■ **DATA PROVIDED**:
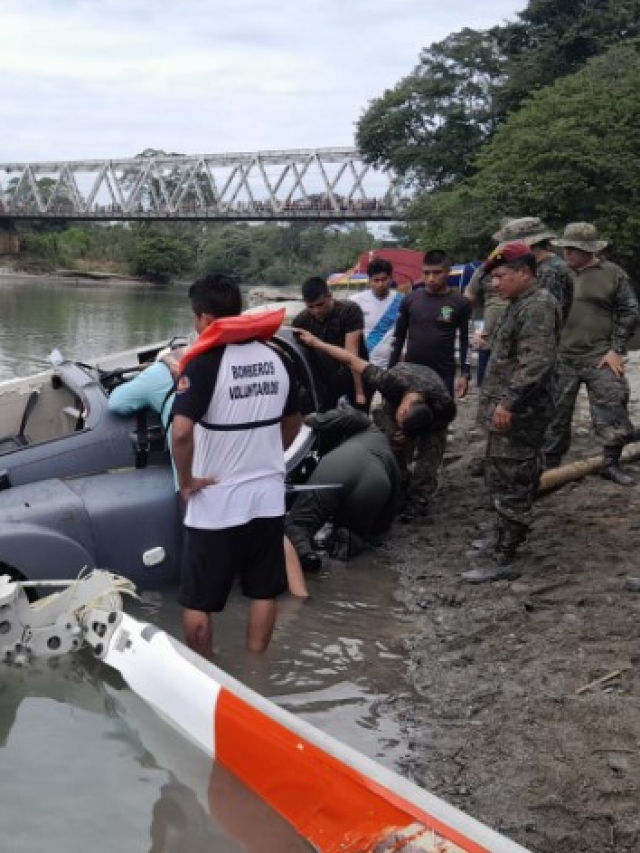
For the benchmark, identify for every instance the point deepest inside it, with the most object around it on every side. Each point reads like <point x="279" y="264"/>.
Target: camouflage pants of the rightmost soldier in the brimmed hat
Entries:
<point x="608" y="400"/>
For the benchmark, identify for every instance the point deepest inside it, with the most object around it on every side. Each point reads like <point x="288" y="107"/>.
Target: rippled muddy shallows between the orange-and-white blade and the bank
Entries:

■ **WHAT YOU SHOULD DO**: Give the entries back verbatim and omit the images.

■ **SOLUTION TO THE PROBLEM**:
For the benchmark, identify for every instance the point deepest inside it, with the most object around it on every side. Each point reads like <point x="279" y="264"/>.
Target: camouflage pants of the rightmost soldier in the brimmed hat
Entries:
<point x="608" y="400"/>
For the benchmark, identify for every instance the point deepest inside it, with the most object around it on every side. Each point reads like <point x="288" y="107"/>.
Target: rippled muddy shallows between the orange-and-white blade and the bank
Entries:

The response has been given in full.